*THE PROBLEM*
Transcribe all of the material exactly.

☆ ☆ ☆ ☆ ☆ ☆ ☆

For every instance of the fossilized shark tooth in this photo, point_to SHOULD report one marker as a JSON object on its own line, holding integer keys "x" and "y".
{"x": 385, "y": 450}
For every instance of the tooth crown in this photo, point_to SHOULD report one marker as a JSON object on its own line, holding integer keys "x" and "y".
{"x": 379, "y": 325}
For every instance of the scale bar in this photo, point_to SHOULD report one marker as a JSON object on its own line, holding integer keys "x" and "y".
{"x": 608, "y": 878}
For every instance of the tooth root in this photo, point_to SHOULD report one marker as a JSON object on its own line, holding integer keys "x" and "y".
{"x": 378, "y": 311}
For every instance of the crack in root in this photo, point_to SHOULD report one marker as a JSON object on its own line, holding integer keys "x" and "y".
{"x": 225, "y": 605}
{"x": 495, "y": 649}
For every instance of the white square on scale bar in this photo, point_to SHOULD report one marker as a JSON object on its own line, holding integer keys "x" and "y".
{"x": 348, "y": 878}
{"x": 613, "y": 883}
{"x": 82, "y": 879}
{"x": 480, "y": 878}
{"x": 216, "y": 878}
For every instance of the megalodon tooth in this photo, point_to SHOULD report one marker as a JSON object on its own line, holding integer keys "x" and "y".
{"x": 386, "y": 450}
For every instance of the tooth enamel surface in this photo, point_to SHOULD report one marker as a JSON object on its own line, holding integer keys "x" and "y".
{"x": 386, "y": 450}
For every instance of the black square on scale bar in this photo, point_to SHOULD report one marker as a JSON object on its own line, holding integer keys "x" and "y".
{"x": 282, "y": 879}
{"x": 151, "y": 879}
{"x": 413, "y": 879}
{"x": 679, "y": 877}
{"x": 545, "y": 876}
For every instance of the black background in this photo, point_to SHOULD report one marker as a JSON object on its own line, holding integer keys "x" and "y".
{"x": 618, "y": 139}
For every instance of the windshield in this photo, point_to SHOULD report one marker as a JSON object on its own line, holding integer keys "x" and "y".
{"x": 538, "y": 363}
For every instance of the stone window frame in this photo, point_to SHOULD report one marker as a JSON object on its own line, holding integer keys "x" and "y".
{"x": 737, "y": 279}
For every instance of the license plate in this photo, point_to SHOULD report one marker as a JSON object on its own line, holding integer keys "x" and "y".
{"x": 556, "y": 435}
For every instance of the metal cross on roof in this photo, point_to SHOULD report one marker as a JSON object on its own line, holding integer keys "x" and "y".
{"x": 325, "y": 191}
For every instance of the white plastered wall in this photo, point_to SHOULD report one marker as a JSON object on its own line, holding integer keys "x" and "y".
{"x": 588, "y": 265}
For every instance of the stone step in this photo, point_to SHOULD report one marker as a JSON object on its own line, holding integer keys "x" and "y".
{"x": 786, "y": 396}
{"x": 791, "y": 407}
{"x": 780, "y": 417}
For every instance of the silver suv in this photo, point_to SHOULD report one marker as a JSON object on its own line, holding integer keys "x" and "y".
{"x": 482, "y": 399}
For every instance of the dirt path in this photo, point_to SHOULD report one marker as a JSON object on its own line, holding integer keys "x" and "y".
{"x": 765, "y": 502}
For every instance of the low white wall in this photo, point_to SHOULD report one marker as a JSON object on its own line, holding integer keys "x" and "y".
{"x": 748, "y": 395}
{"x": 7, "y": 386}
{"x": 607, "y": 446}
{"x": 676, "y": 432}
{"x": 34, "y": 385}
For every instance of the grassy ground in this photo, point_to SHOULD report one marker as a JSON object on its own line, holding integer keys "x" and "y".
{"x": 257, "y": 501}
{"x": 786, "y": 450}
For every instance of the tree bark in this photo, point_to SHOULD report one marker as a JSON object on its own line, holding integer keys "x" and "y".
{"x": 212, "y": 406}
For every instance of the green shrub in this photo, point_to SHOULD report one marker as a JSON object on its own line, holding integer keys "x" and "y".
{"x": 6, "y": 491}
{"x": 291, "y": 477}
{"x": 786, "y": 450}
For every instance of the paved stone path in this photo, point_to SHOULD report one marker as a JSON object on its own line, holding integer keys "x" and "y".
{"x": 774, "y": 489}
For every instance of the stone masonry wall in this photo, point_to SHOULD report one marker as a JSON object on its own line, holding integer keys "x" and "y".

☆ ☆ ☆ ☆ ☆ ☆ ☆

*THE REPLY*
For every instance of the fossilized shark tooth in this photo, point_to SHOULD report one marker as a JSON object on its own line, holding integer keys "x" and "y".
{"x": 385, "y": 450}
For every instance of the tooth crown in this photo, point_to SHOULD report one marker as a JSON object on its own line, holding integer keys "x" and "y".
{"x": 379, "y": 325}
For every instance of the scale bar in this photo, point_to SHOULD report one marker as a JSON object on its own line, holding integer keys "x" and "y".
{"x": 608, "y": 878}
For every instance of the tooth root in this photo, point_to SHOULD report one marker as a JSON object on its own line, holding integer keys "x" and "y".
{"x": 378, "y": 311}
For every instance of the crack in root in this photo, point_to SHOULD report one marker as a JSON object on its own line, holding integer keys "x" and "y".
{"x": 225, "y": 605}
{"x": 495, "y": 649}
For every instance of the white square on scale bar in this photo, point_to SHOULD report one marker as a JSON object on its own line, holding integer keys "x" and "y".
{"x": 348, "y": 878}
{"x": 613, "y": 883}
{"x": 82, "y": 879}
{"x": 480, "y": 878}
{"x": 216, "y": 878}
For every instance of the megalodon tooth in this photo, point_to SHOULD report one marker as a JSON object on its own line, holding integer keys "x" and "y".
{"x": 386, "y": 450}
For every instance of the tooth enamel surface in this photo, point_to SHOULD report one marker as a JSON object on its own line, holding integer keys "x" and "y".
{"x": 386, "y": 450}
For every instance of the black square on scale bar in this photo, point_to SHOULD report one marker as a JSON object on its own line, holding integer keys "x" and "y".
{"x": 282, "y": 879}
{"x": 151, "y": 879}
{"x": 413, "y": 879}
{"x": 679, "y": 877}
{"x": 545, "y": 876}
For every instance of the black background in this photo, point_to SHOULD report one marker as a JSON object on its own line, holding integer keys "x" and "y".
{"x": 618, "y": 139}
For every instance of the windshield in this photo, point_to SHOULD report one marker as a JSON object on its own line, holding integer keys "x" and "y".
{"x": 538, "y": 363}
For every instance of the stone window frame in this photo, point_to SHOULD report one marker as a JSON object on its own line, holding integer keys "x" and "y".
{"x": 737, "y": 279}
For every instance of the license plate in this photo, point_to SHOULD report one marker as a JSON object on its own line, holding integer keys "x" and "y".
{"x": 556, "y": 435}
For every instance of the metal cross on roof in this photo, point_to SHOULD report one marker as a JSON object on its own line, holding integer keys "x" and "y".
{"x": 325, "y": 191}
For every instance of the white plastered wall in this photo, point_to SHOULD report one marker as a JSON object on its own line, holding integer keys "x" and "y".
{"x": 588, "y": 265}
For every instance of the stone step in this photo, point_to SHOULD report one marker as a JSON object on its own line, holding integer keys "x" and "y".
{"x": 786, "y": 396}
{"x": 791, "y": 407}
{"x": 780, "y": 417}
For every instance of the silver suv in this photo, point_to SHOULD report one marker as a JSON object on its own line, holding integer keys "x" and "y".
{"x": 482, "y": 399}
For every instance of the dirt path in this photo, point_to SHOULD report one marker as a JSON object on its own line, holding integer keys "x" and "y".
{"x": 765, "y": 502}
For every instance of the low white wall in this photo, point_to SHOULD report one marker as a JSON object on its own line, holding integer keys "x" and "y".
{"x": 748, "y": 395}
{"x": 7, "y": 386}
{"x": 607, "y": 446}
{"x": 676, "y": 432}
{"x": 34, "y": 385}
For every instance of the grassy ground in this photo, point_to SHOULD report one marker as a JSON object on its own line, holding integer keys "x" and "y".
{"x": 257, "y": 501}
{"x": 786, "y": 450}
For every instance of the tree bark in this photo, point_to SHOULD report one marker as a JSON object on its own line, holding integer keys "x" and "y".
{"x": 212, "y": 406}
For every instance of the green shrub in this photo, point_to SHOULD report one marker as a JSON object on its own line, holding integer keys "x" and "y".
{"x": 6, "y": 491}
{"x": 291, "y": 477}
{"x": 786, "y": 450}
For every instance of the paved stone path in this photo, point_to SHOULD report one marker as a JSON object on its own line, holding integer keys "x" and "y".
{"x": 774, "y": 489}
For every instance of the stone masonry wall in this photo, point_to SHOULD report one marker as a JSON object on its own line, holding integer keys "x" and "y".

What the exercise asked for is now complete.